◆ **Recorded data**:
*** Begin section ***
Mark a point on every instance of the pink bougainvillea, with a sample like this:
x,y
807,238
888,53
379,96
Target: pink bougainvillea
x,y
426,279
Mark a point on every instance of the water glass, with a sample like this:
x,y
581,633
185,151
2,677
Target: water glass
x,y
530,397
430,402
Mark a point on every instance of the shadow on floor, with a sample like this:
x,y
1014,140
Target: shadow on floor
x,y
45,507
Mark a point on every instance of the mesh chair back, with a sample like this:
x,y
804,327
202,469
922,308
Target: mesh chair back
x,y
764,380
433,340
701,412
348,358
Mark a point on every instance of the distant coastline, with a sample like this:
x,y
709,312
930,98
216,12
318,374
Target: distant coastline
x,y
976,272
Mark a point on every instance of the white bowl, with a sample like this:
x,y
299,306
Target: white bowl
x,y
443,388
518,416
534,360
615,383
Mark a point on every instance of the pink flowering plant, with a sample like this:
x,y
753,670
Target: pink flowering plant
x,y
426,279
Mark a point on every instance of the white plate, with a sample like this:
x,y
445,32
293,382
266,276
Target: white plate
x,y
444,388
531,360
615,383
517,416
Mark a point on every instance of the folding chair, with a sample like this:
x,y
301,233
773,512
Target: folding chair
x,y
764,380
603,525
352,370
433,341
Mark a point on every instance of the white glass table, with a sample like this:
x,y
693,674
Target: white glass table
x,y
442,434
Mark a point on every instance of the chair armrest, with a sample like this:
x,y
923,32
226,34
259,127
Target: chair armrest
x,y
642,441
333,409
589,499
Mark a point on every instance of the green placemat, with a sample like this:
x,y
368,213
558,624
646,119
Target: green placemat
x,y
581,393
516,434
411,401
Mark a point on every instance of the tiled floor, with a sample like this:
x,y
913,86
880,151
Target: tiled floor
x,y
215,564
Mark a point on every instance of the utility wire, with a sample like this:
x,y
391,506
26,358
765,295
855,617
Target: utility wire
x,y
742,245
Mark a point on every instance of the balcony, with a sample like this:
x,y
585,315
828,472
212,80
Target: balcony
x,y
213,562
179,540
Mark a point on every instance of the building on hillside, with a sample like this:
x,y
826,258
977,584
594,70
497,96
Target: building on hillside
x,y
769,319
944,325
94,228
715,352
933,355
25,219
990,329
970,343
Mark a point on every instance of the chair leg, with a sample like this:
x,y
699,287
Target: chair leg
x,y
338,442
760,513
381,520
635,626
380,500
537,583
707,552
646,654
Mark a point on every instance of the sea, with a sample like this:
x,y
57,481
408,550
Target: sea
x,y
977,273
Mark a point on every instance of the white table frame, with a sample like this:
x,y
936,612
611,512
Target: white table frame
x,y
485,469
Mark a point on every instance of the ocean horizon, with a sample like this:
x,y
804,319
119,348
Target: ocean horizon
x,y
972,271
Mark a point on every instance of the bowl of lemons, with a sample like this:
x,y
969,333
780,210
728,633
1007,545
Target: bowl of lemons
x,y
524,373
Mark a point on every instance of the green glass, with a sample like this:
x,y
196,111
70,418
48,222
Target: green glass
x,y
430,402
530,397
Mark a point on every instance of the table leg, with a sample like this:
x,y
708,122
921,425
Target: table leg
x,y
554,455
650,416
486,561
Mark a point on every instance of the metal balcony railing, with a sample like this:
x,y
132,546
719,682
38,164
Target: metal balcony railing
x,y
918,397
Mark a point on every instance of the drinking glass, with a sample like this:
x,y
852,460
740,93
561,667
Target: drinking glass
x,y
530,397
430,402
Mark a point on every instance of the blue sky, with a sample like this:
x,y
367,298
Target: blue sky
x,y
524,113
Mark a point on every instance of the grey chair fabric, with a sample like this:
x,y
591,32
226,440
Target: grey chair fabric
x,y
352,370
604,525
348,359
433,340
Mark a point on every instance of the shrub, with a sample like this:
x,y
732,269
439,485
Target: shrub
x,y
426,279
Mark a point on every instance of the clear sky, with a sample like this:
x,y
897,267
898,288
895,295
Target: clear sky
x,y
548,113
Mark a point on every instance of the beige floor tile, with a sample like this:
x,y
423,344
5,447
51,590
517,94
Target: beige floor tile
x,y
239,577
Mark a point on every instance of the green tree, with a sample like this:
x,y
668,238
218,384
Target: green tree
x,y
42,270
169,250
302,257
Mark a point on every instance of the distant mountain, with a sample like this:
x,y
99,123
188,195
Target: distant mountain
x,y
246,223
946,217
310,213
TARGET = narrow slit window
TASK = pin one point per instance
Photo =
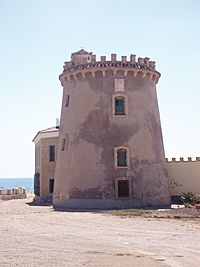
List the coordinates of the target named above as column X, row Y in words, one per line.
column 51, row 153
column 121, row 158
column 119, row 106
column 67, row 101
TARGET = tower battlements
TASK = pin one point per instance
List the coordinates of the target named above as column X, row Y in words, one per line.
column 83, row 62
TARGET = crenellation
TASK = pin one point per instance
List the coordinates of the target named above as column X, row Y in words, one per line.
column 93, row 58
column 146, row 61
column 103, row 58
column 141, row 60
column 124, row 59
column 81, row 61
column 113, row 57
column 152, row 64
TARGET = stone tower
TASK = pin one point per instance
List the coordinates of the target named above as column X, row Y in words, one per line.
column 110, row 151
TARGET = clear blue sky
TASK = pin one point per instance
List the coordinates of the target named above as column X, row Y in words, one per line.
column 36, row 37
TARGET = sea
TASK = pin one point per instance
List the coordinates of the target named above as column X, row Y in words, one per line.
column 9, row 183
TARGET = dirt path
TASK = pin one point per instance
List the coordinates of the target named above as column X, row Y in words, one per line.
column 35, row 236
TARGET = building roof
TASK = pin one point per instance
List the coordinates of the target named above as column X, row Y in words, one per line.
column 46, row 133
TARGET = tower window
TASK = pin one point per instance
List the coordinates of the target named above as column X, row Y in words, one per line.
column 119, row 106
column 51, row 185
column 67, row 101
column 51, row 153
column 123, row 188
column 121, row 158
column 63, row 144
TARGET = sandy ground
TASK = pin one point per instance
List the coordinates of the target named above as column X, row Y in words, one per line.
column 40, row 236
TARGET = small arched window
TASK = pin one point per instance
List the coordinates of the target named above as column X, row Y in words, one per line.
column 121, row 157
column 119, row 105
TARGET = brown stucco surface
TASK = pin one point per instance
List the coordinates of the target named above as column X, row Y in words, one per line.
column 46, row 168
column 85, row 170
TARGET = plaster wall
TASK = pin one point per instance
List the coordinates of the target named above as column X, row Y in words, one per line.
column 85, row 167
column 47, row 168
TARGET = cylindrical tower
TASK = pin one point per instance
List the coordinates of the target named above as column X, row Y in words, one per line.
column 110, row 152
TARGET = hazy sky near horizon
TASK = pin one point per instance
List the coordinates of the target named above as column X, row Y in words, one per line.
column 36, row 37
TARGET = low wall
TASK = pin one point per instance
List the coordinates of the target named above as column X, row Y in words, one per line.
column 8, row 194
column 184, row 175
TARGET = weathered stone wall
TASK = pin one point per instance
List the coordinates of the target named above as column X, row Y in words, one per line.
column 89, row 132
column 47, row 168
column 16, row 193
column 184, row 175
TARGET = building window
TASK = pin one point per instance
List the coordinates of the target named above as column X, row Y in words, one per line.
column 67, row 101
column 51, row 153
column 63, row 144
column 119, row 106
column 51, row 185
column 123, row 188
column 119, row 85
column 121, row 157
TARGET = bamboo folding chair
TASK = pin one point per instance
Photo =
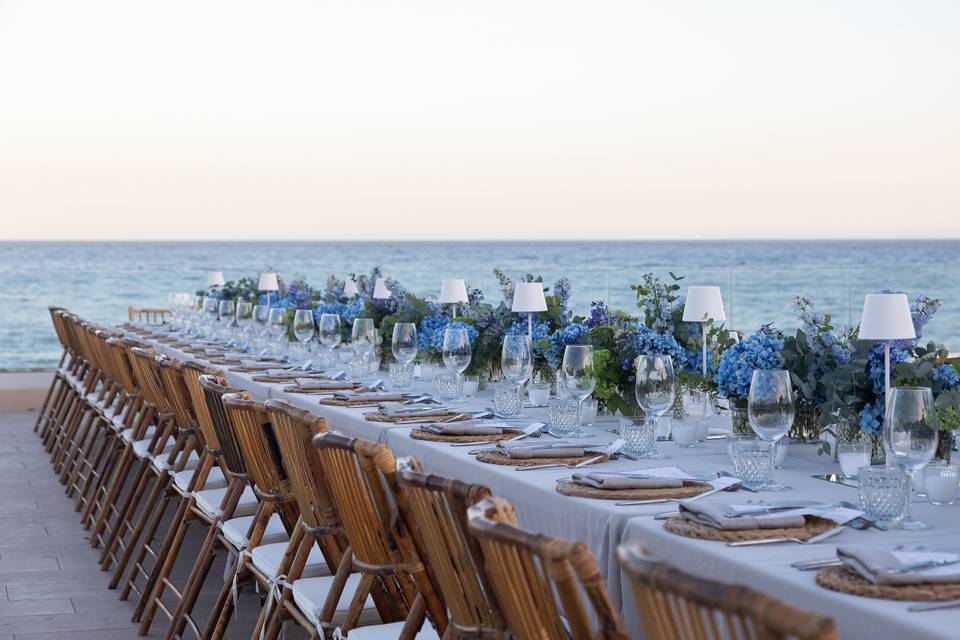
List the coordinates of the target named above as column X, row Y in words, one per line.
column 135, row 424
column 674, row 605
column 314, row 603
column 435, row 508
column 540, row 582
column 182, row 381
column 168, row 451
column 210, row 507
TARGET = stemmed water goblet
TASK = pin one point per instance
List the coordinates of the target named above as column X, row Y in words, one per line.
column 654, row 389
column 211, row 311
column 277, row 325
column 303, row 330
column 244, row 322
column 516, row 361
column 580, row 378
column 363, row 339
column 910, row 435
column 457, row 350
column 330, row 336
column 770, row 410
column 226, row 310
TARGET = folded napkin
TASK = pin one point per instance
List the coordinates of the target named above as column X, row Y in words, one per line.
column 307, row 384
column 453, row 429
column 414, row 411
column 713, row 514
column 608, row 481
column 522, row 450
column 875, row 564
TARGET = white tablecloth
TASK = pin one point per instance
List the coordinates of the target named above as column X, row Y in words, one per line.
column 602, row 526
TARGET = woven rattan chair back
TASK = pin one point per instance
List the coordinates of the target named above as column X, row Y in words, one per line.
column 175, row 389
column 260, row 451
column 540, row 581
column 213, row 393
column 192, row 372
column 674, row 605
column 435, row 508
column 294, row 429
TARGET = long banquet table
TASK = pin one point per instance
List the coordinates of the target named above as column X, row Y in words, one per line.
column 602, row 525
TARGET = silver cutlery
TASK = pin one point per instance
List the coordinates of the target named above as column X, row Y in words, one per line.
column 814, row 540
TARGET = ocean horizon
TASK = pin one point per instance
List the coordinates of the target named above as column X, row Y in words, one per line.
column 100, row 279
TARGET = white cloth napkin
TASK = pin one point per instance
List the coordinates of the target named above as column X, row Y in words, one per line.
column 875, row 564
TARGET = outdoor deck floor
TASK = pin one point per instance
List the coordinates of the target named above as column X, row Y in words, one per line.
column 52, row 586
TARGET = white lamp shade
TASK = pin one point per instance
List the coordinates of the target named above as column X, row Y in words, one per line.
column 886, row 316
column 453, row 291
column 703, row 303
column 528, row 297
column 350, row 288
column 268, row 282
column 380, row 291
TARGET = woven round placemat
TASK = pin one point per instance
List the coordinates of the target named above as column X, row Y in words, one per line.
column 846, row 580
column 498, row 457
column 683, row 527
column 568, row 488
column 453, row 416
column 417, row 433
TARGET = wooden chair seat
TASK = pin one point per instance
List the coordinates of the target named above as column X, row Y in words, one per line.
column 235, row 531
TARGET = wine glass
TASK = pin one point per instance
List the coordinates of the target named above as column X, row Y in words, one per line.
column 404, row 344
column 211, row 311
column 277, row 325
column 654, row 388
column 226, row 310
column 580, row 378
column 910, row 434
column 362, row 338
column 457, row 350
column 770, row 410
column 303, row 329
column 516, row 360
column 245, row 321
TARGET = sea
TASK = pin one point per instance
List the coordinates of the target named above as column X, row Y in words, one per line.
column 758, row 279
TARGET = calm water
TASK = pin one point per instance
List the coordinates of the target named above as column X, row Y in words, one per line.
column 100, row 280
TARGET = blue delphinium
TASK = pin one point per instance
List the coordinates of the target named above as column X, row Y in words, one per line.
column 763, row 350
column 570, row 334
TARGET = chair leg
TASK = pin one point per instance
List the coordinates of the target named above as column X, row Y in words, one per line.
column 160, row 487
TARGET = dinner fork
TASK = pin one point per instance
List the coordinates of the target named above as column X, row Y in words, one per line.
column 563, row 465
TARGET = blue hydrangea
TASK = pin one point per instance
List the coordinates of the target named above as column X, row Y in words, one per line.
column 432, row 328
column 947, row 375
column 763, row 350
column 635, row 340
column 570, row 334
column 871, row 419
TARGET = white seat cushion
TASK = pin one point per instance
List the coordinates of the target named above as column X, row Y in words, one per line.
column 215, row 479
column 160, row 462
column 209, row 502
column 310, row 593
column 235, row 530
column 390, row 631
column 267, row 558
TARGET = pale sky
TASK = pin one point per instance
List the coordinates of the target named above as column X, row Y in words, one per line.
column 513, row 119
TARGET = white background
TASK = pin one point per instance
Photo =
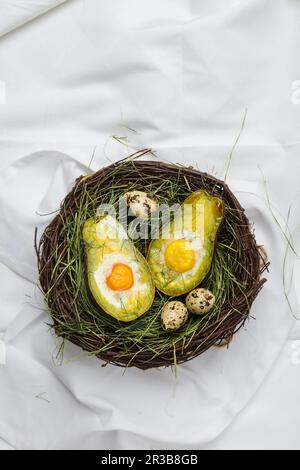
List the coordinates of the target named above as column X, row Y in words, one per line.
column 181, row 73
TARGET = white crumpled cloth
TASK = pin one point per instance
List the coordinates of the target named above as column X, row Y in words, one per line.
column 180, row 74
column 15, row 13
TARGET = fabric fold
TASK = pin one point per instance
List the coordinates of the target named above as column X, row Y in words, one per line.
*** End section ***
◆ **Aim of the exercise**:
A single figure is the whole answer here: the number of lines in the records above that include "napkin".

◆ **Solution to this exercise**:
2